[TASK INPUT]:
§

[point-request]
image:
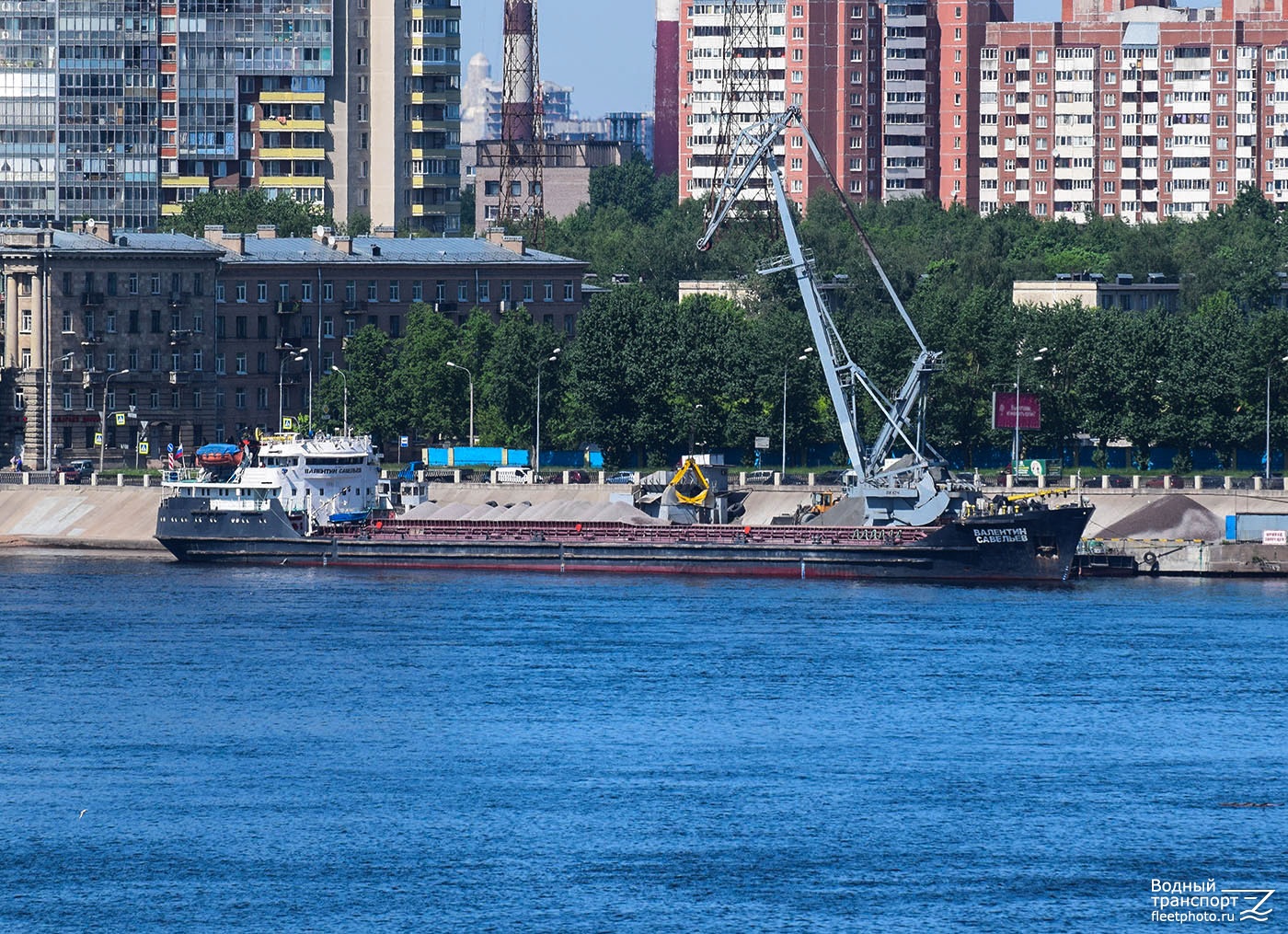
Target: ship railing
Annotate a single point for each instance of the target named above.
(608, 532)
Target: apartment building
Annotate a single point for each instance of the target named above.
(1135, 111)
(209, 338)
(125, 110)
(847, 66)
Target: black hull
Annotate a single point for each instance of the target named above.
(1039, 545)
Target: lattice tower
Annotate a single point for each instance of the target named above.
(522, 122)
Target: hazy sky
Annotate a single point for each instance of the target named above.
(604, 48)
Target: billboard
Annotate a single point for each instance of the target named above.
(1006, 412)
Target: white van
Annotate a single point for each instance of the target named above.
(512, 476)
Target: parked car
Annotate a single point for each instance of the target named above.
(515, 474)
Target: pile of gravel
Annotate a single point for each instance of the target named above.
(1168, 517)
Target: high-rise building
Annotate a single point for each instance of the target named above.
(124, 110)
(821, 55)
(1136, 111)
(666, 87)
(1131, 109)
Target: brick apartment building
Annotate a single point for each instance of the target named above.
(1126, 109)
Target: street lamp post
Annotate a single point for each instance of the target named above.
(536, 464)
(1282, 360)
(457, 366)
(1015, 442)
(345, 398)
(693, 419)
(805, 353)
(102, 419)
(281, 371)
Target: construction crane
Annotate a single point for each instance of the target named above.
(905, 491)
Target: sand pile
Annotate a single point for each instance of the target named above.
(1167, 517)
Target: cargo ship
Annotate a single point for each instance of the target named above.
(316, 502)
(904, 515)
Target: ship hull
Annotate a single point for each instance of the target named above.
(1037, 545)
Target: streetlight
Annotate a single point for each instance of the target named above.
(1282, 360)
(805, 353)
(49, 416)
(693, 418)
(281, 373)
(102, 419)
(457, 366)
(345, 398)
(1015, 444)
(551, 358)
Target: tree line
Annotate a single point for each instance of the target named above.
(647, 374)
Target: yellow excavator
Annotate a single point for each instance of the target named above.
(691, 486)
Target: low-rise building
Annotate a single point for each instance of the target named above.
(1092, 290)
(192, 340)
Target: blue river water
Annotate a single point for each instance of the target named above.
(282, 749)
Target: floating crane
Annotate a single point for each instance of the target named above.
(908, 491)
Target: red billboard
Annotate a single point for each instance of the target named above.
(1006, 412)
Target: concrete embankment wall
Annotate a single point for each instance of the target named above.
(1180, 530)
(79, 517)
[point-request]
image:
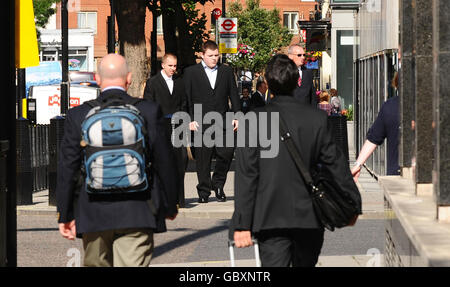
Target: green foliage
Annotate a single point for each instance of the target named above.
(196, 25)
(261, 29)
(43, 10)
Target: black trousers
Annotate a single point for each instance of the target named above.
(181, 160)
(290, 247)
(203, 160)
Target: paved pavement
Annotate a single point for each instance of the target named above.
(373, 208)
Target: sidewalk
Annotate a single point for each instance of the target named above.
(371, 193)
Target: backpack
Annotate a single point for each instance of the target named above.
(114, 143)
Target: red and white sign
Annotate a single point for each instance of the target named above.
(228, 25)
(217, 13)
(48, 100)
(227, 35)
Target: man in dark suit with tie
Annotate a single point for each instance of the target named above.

§

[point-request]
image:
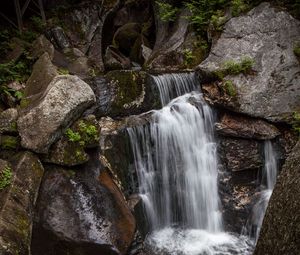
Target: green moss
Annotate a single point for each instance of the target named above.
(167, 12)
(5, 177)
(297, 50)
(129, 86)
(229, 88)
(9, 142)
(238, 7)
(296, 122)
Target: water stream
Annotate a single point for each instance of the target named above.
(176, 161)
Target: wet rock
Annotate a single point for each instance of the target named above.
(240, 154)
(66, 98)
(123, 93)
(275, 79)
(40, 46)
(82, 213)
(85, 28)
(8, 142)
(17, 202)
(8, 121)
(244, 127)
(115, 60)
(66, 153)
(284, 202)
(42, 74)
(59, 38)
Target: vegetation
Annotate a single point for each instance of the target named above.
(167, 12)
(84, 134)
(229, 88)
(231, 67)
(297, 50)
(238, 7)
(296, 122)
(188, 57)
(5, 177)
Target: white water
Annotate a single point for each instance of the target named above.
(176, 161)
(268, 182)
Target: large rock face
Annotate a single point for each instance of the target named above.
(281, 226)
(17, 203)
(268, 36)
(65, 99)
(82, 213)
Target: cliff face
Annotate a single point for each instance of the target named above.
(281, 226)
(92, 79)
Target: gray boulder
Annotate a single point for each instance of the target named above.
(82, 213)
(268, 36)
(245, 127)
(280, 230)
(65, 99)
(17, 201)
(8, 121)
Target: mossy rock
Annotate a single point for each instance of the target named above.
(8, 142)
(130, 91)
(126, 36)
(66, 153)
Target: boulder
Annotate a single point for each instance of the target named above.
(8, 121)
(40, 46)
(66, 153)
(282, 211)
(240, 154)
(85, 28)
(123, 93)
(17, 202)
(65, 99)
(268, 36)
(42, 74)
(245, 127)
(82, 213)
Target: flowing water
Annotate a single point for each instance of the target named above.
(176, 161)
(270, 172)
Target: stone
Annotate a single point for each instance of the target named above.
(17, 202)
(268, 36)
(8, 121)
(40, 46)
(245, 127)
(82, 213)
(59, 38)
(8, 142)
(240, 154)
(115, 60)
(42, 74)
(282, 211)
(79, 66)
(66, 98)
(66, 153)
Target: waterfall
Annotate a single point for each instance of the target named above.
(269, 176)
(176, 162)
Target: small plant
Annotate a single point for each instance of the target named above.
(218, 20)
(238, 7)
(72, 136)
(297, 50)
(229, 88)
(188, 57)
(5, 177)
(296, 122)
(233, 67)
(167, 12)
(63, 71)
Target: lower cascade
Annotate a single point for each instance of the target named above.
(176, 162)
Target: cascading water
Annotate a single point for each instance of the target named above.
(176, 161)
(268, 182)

§

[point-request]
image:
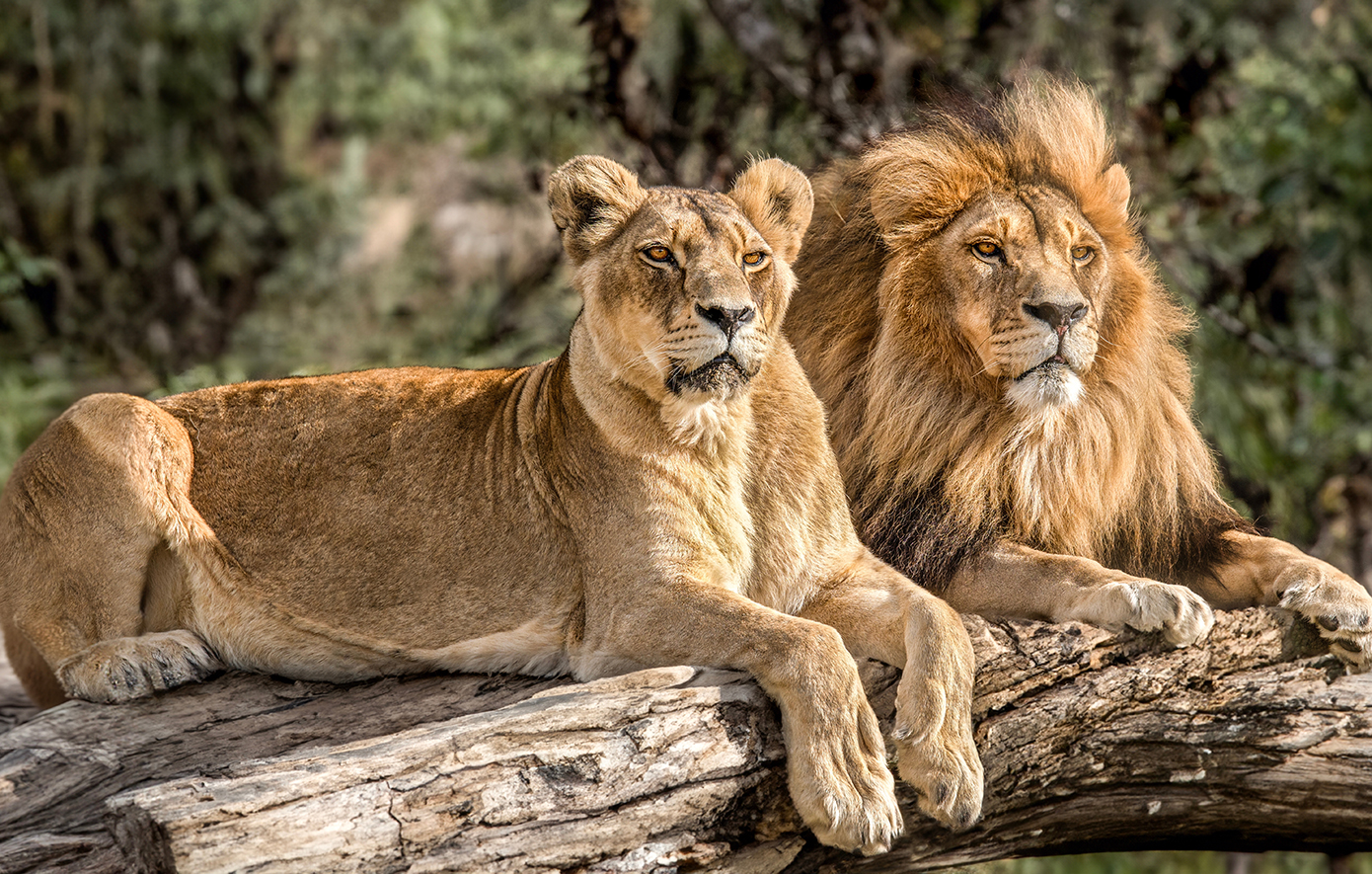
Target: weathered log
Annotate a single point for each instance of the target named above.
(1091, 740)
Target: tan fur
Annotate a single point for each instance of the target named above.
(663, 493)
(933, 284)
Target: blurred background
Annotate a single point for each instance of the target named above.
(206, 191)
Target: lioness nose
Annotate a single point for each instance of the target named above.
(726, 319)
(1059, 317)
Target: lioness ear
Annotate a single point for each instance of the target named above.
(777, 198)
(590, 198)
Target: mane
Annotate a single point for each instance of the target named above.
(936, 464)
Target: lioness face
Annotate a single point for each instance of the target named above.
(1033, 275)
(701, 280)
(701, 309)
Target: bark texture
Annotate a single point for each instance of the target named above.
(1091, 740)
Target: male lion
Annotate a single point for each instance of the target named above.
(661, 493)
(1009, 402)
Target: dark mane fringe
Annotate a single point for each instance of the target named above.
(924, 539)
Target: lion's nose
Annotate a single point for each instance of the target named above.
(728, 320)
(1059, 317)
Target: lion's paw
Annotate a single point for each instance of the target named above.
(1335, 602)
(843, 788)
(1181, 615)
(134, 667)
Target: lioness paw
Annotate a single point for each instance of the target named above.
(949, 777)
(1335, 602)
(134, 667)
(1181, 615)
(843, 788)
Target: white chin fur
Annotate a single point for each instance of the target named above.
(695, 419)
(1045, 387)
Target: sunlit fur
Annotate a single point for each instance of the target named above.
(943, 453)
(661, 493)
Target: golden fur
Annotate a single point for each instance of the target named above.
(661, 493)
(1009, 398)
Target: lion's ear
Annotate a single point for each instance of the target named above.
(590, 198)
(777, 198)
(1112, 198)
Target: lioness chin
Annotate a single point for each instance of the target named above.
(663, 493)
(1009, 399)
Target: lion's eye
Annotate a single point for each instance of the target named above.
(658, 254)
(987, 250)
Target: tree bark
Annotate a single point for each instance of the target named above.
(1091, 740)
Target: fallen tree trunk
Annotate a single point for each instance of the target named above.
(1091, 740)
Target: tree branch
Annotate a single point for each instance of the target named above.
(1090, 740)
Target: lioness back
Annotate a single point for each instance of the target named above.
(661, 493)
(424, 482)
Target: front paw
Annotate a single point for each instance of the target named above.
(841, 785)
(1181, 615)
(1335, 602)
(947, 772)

§

[TASK ITEM]: Search the records above for "apartment". Copy each line where it is found.

[OUTPUT FOR THIS EXERCISE]:
Target: apartment building
Target: brick apartment building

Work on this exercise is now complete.